■ **Aim of the task**
Output the material below in its entirety, exactly as given.

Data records
* Begin *
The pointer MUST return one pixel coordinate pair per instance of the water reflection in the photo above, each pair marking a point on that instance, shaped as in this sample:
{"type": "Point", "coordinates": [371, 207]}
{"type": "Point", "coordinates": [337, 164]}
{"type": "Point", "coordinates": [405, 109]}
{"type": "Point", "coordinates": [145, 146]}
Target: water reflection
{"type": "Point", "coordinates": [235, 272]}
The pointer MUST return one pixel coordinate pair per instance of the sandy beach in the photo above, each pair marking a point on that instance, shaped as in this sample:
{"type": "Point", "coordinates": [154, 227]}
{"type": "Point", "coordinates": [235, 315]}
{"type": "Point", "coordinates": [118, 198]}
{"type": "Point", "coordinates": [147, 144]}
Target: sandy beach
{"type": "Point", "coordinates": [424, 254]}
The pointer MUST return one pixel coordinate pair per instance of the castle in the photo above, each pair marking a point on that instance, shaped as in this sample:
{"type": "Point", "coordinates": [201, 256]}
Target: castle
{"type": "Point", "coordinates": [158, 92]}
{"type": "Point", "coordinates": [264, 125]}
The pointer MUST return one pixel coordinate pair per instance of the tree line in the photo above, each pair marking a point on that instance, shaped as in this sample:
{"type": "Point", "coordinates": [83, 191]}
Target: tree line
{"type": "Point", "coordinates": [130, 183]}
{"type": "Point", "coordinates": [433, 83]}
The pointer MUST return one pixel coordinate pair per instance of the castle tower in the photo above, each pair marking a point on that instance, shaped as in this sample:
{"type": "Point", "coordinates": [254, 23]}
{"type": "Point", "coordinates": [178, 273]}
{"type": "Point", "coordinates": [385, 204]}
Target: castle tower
* End *
■ **The solution**
The pointer MUST return one pixel coordinate pair per instance of the water reflection in the photo above, each pair marking a point on that instance, shaped as in this sample:
{"type": "Point", "coordinates": [371, 207]}
{"type": "Point", "coordinates": [337, 164]}
{"type": "Point", "coordinates": [405, 109]}
{"type": "Point", "coordinates": [145, 146]}
Target: water reflection
{"type": "Point", "coordinates": [235, 272]}
The pointer MUST return one pixel coordinate pair per instance of the sandy beach in the photo above, each pair marking a point on that instance, shaped as in this sample:
{"type": "Point", "coordinates": [154, 227]}
{"type": "Point", "coordinates": [235, 315]}
{"type": "Point", "coordinates": [118, 198]}
{"type": "Point", "coordinates": [147, 144]}
Target: sandy beach
{"type": "Point", "coordinates": [424, 254]}
The pointer MUST return one pixel coordinate pair per instance of the castle in the photo above, each pair marking a point on that instance, shaped as in this sample:
{"type": "Point", "coordinates": [201, 256]}
Target: castle
{"type": "Point", "coordinates": [158, 92]}
{"type": "Point", "coordinates": [264, 125]}
The pointer MUST return one pixel coordinate pair per instance of the tree line in the photo above, each pair marking a point on that instance, shaped as in this sample:
{"type": "Point", "coordinates": [83, 191]}
Target: tree line
{"type": "Point", "coordinates": [130, 183]}
{"type": "Point", "coordinates": [433, 83]}
The pointer MUST return one pixel coordinate pair per instance of the castle tower in the photo above, each pair marking a point on that instance, shaped as in this sample:
{"type": "Point", "coordinates": [254, 23]}
{"type": "Point", "coordinates": [178, 273]}
{"type": "Point", "coordinates": [385, 204]}
Target: castle tower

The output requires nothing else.